» Consigna 1
Muestra cada línea de los registros de más abajo en la que aparezca la palabra "submerged".

» Texto proporcionado
Sus murales, ya un clásico de esta parte del mapa, sus movidas como el Arte a la Calle y las convocatorias abiertas para que el que quiera pinte, le permitieron acercarse a la gente desde otro lugar: El de lo simple, el de la solidaridad, el de la camaradería per se y el de no resignarse a pasar una tarde al aire libre.
Cuando el Comando Flor sale a la calle, indudablemente algo bueno va a pasar. Sea en ésta o en aquella pared, nos recuerda, bajo la excusa de una obra de arte, que podemos encontrarnos y redescubrir las simplezas de la vida que hacen que todo valga más la pena. Aunque sea por un rato.
¿Antes de decidirte por la pintura dudaste en elegir otro camino?
Quería ser bailarina de tango. A los 16 empecé y al año estaba bailando en algunas plazas, a la gorra. Más o menos entre esa edad y los 20 dí clases. Después me fui dedicando a la pintura y pintaba todo lo que veía, todo el ambiente milonguero. Mis primeros laburos fueron esos. De hecho, la primera exposición grosa que tuve fue en el Centro Cultural Torquato Tasso. Estuve entre seis y ocho años ahí haciendo muestras permanentes.
¿De dónde sale esta pasión tanguera?

» Consigna 2
Extrae del texto sobre el Comando Flor el fragmento que va de "Cuando el Comando" a "haciendo muestras permanentes.", ambos incluidos.

» Registros proporcionados
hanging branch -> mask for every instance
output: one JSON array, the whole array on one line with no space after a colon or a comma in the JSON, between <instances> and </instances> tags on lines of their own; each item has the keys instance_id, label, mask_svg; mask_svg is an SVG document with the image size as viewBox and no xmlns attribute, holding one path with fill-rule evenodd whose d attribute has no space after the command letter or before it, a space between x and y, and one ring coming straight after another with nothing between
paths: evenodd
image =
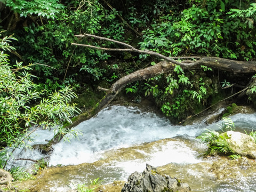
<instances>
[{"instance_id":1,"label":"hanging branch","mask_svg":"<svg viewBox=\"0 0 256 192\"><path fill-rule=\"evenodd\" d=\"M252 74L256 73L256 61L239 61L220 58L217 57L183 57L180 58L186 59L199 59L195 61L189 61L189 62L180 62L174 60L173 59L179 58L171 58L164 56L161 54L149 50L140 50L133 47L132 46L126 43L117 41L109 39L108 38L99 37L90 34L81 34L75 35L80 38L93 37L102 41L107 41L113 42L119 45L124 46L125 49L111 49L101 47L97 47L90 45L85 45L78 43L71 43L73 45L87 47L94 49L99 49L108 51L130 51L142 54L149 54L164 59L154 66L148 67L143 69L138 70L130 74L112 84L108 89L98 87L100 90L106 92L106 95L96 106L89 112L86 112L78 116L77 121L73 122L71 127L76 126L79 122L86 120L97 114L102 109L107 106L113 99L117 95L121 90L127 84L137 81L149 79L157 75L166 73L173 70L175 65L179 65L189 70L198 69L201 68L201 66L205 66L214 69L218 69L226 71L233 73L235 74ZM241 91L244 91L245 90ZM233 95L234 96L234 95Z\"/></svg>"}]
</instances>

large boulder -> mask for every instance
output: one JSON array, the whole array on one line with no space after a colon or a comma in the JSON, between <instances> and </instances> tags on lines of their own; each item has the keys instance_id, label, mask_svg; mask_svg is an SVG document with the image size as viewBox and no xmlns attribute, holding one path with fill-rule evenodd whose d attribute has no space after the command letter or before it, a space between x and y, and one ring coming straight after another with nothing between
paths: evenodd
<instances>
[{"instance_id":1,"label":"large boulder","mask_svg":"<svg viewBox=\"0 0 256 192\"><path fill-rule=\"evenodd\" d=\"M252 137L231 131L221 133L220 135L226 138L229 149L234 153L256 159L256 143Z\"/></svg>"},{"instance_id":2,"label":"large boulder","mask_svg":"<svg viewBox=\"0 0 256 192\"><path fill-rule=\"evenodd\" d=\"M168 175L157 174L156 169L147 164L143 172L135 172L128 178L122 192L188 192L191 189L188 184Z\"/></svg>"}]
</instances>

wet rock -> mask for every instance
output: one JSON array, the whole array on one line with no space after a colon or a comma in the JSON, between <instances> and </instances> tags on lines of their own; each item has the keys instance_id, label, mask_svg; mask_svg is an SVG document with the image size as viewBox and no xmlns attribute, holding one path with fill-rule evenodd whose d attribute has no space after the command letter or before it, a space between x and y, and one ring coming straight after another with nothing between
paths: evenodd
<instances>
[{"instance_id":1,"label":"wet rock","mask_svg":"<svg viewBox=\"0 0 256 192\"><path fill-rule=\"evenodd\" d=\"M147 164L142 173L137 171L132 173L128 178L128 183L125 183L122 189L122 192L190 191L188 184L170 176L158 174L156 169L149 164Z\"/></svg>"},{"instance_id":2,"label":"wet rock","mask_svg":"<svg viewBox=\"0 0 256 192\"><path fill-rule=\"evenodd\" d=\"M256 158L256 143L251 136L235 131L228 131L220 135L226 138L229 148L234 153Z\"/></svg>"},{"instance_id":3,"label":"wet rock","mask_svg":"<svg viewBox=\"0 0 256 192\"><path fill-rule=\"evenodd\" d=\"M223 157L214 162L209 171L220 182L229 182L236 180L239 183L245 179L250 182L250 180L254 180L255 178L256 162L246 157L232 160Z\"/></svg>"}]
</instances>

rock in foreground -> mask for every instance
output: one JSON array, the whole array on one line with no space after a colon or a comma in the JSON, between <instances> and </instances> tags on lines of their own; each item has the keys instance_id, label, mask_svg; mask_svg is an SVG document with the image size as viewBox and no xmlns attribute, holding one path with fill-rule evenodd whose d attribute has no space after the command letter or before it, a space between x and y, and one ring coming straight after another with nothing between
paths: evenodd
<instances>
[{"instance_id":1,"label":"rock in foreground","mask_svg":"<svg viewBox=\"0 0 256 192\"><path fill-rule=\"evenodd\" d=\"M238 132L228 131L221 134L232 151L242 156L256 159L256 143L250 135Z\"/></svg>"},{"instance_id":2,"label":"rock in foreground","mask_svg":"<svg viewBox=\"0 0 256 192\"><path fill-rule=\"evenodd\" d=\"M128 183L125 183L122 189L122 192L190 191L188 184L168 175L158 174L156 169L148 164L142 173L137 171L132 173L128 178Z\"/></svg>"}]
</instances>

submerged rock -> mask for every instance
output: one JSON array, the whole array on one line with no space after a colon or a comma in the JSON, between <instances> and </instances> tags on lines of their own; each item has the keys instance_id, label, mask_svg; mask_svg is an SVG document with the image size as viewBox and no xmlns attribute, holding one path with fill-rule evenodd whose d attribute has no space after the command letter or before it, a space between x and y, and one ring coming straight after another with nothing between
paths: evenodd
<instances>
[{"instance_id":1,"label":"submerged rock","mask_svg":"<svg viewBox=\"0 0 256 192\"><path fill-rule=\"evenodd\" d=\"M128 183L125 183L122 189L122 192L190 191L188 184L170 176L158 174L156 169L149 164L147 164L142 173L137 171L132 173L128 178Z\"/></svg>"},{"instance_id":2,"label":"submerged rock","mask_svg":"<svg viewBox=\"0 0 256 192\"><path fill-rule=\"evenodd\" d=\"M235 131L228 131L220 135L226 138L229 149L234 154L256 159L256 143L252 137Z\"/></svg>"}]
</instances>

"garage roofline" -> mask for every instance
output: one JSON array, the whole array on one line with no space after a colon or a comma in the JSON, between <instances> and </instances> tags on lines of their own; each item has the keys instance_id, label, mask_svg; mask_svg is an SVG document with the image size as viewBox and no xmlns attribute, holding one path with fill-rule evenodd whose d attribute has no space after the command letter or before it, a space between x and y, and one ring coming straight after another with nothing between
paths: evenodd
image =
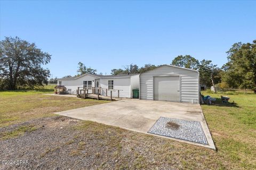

» Respuesta completa 1
submerged rock -> mask for every instance
[{"instance_id":1,"label":"submerged rock","mask_svg":"<svg viewBox=\"0 0 256 192\"><path fill-rule=\"evenodd\" d=\"M128 183L125 183L122 189L122 192L190 191L188 184L170 176L158 174L156 169L149 164L147 164L142 173L137 171L132 173L128 178Z\"/></svg>"},{"instance_id":2,"label":"submerged rock","mask_svg":"<svg viewBox=\"0 0 256 192\"><path fill-rule=\"evenodd\" d=\"M235 131L228 131L220 135L226 138L229 149L234 154L256 159L256 143L252 137Z\"/></svg>"}]

» Respuesta completa 2
Cuando el Comando Flor sale a la calle, indudablemente algo bueno va a pasar. Sea en ésta o en aquella pared, nos recuerda, bajo la excusa de una obra de arte, que podemos encontrarnos y redescubrir las simplezas de la vida que hacen que todo valga más la pena. Aunque sea por un rato.
¿Antes de decidirte por la pintura dudaste en elegir otro camino?
Quería ser bailarina de tango. A los 16 empecé y al año estaba bailando en algunas plazas, a la gorra. Más o menos entre esa edad y los 20 dí clases. Después me fui dedicando a la pintura y pintaba todo lo que veía, todo el ambiente milonguero. Mis primeros laburos fueron esos. De hecho, la primera exposición grosa que tuve fue en el Centro Cultural Torquato Tasso. Estuve entre seis y ocho años ahí haciendo muestras permanentes.